— BEGIN Stored records —

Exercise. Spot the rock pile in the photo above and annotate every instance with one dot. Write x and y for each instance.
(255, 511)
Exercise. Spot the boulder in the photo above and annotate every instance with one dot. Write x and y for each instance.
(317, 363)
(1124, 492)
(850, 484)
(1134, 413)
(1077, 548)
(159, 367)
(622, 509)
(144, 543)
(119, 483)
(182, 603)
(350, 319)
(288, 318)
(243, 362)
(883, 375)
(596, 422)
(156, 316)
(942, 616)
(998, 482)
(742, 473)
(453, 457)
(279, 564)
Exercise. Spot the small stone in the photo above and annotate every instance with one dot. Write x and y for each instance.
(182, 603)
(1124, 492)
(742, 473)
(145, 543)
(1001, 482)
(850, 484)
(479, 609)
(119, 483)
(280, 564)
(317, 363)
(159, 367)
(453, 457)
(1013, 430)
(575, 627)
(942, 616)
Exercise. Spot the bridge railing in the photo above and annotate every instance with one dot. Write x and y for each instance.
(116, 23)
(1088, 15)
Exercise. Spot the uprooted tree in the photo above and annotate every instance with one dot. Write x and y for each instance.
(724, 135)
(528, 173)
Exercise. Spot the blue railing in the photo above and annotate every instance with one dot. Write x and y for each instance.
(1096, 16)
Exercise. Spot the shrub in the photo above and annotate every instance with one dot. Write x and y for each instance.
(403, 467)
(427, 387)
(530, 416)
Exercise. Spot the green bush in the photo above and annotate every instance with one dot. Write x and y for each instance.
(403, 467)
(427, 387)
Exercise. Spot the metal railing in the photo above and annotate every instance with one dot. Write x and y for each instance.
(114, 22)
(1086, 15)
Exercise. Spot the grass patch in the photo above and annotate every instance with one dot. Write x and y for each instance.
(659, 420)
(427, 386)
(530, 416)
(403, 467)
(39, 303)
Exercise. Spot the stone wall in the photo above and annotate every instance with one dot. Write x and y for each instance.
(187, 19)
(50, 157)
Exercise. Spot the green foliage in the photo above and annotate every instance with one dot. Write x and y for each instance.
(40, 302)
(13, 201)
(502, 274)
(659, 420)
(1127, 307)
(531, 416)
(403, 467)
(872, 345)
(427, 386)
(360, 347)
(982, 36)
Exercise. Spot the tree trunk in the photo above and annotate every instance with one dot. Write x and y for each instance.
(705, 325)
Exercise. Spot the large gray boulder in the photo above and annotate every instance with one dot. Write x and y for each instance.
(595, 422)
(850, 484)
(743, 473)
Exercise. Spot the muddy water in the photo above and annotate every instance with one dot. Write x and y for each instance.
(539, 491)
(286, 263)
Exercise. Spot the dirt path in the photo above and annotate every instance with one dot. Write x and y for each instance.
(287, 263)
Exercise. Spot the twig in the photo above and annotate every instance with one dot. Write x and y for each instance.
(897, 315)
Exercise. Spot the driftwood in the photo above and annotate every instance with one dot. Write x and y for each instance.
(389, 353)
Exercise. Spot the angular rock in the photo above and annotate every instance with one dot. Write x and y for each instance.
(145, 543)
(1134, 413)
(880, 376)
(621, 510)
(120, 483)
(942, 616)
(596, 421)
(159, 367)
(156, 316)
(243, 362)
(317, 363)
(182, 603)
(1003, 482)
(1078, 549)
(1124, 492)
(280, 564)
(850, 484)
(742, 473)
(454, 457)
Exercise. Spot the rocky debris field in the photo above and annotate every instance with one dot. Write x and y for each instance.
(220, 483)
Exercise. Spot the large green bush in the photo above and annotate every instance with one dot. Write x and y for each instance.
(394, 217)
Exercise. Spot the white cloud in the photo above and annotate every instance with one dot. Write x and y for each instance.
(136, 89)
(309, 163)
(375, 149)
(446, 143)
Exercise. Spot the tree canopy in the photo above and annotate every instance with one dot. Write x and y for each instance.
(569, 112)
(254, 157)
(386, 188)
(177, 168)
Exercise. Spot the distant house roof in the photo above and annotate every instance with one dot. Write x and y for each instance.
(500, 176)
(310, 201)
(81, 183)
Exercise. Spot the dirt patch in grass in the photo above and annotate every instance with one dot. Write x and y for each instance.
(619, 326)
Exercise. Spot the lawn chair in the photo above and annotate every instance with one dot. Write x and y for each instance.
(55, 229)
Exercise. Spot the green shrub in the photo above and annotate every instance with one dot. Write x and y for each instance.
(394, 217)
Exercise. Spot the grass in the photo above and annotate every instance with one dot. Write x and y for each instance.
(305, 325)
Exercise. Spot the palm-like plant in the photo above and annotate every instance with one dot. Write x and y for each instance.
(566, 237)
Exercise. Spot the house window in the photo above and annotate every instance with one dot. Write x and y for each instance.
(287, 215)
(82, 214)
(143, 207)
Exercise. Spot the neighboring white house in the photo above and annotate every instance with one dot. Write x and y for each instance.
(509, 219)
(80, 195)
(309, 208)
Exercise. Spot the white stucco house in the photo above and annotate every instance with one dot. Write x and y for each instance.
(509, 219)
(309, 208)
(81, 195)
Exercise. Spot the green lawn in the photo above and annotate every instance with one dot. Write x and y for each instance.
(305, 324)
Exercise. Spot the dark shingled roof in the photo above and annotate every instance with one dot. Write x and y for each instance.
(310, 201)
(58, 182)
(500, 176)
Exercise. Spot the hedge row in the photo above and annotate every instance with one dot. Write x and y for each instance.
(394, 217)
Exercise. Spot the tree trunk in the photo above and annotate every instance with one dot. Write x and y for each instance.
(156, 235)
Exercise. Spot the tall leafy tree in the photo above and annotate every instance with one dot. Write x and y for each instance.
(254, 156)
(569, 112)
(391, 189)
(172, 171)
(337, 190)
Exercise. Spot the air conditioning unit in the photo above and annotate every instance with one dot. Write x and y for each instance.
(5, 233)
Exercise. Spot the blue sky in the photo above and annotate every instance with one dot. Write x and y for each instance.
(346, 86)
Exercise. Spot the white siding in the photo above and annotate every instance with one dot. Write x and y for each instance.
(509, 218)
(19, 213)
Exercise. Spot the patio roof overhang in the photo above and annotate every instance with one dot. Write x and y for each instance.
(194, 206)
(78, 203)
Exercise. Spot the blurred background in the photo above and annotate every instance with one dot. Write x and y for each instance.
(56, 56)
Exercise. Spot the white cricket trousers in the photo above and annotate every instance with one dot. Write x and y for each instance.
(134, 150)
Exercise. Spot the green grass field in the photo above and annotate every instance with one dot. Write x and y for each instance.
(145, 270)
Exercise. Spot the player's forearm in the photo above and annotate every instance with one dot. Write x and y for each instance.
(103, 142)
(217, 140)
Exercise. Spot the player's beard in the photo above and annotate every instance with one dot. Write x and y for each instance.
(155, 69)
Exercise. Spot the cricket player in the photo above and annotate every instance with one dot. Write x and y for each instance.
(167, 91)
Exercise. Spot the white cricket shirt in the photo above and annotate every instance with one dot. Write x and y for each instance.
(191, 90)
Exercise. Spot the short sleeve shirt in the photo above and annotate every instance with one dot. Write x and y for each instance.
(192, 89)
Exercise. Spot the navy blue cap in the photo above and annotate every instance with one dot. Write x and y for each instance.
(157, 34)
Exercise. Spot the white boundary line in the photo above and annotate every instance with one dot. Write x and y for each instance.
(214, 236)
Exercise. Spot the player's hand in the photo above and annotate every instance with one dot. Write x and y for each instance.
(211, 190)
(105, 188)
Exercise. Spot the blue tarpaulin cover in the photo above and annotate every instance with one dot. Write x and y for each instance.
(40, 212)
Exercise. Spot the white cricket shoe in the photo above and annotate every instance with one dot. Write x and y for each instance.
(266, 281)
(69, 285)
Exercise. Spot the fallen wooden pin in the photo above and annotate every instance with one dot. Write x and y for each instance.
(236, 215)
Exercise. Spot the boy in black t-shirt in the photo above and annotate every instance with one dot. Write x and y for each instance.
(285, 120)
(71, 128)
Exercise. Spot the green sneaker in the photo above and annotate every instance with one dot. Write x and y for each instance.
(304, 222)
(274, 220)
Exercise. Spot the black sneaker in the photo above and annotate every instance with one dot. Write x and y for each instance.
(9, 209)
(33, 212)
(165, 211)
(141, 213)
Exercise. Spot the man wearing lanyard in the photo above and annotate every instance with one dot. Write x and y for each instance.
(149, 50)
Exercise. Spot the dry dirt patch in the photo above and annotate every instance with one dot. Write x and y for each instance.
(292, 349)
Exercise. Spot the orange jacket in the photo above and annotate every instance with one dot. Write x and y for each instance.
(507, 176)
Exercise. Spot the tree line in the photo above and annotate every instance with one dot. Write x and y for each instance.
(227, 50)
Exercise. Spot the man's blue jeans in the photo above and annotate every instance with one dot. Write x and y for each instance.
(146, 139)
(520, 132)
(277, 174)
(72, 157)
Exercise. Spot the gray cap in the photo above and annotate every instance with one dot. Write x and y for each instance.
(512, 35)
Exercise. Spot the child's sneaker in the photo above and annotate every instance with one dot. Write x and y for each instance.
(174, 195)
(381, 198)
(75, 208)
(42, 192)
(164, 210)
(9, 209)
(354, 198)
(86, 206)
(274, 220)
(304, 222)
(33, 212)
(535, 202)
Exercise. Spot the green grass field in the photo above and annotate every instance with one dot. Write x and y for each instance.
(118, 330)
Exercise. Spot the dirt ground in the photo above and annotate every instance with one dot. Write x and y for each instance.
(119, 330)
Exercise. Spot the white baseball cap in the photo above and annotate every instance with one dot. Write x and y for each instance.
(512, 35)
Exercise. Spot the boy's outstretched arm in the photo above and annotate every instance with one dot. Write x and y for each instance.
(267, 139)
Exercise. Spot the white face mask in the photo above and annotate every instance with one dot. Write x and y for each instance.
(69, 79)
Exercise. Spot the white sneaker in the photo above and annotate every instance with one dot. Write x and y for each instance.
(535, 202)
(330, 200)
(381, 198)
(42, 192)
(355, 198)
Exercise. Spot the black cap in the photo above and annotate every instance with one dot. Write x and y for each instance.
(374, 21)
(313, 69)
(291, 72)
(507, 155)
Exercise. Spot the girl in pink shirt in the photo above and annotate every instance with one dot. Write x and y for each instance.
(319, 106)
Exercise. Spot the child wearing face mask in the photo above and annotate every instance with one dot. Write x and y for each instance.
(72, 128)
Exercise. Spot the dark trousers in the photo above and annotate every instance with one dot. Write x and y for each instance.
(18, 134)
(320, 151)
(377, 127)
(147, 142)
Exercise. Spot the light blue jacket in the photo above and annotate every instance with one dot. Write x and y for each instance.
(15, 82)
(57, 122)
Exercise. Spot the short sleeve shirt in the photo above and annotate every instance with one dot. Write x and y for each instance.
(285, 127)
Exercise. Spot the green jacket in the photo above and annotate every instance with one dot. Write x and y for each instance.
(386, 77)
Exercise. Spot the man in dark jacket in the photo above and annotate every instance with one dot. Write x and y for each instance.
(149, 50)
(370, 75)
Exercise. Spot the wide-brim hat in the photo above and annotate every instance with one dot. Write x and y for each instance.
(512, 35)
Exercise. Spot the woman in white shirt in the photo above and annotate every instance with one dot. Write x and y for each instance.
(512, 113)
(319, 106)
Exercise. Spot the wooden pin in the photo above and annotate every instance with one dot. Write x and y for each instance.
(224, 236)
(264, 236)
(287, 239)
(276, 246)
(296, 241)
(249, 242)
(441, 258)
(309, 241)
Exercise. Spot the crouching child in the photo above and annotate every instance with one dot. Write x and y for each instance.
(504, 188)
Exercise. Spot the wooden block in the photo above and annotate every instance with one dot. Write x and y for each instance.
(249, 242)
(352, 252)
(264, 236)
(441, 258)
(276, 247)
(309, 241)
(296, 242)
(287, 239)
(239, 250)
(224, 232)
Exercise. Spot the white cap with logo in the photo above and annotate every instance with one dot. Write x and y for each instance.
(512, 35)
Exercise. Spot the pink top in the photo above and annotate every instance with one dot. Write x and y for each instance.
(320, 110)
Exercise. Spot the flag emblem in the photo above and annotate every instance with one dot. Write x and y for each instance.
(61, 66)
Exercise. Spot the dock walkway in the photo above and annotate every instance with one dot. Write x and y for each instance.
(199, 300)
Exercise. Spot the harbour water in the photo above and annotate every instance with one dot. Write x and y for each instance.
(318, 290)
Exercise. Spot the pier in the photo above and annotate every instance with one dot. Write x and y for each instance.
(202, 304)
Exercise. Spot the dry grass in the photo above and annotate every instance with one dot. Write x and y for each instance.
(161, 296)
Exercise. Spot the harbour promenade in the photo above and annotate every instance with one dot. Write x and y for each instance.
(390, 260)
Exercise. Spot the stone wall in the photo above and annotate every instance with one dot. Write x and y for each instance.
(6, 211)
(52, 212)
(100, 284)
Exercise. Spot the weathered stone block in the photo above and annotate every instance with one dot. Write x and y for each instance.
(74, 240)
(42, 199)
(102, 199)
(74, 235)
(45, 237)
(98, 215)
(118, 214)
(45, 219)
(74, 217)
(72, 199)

— END Stored records —

**Set exercise:**
Transcribe exactly the line containing "Exercise. Spot the pier" and all remaining lines of the material, ending with the last one.

**Task result:**
Exercise. Spot the pier in the photo above and annotate every instance with one dot. Write x and y for each instance.
(202, 304)
Exercise. Spot the dry grass in the photo above and annotate every instance with one dot. Write x and y for each instance.
(161, 296)
Exercise. Spot the harbour promenade in the photo above and annotate every instance with one dot. Write x and y for each instance.
(390, 260)
Exercise. Spot the stone wall in the photo above and annotate every instance with one dot. Write x and y for each instance.
(6, 211)
(52, 212)
(100, 284)
Exercise. Spot the weathered stone block in the photo above and annotate every instance with one dot. Write x and y for each instance.
(74, 240)
(42, 199)
(102, 199)
(74, 235)
(45, 237)
(98, 215)
(118, 214)
(45, 219)
(74, 217)
(72, 199)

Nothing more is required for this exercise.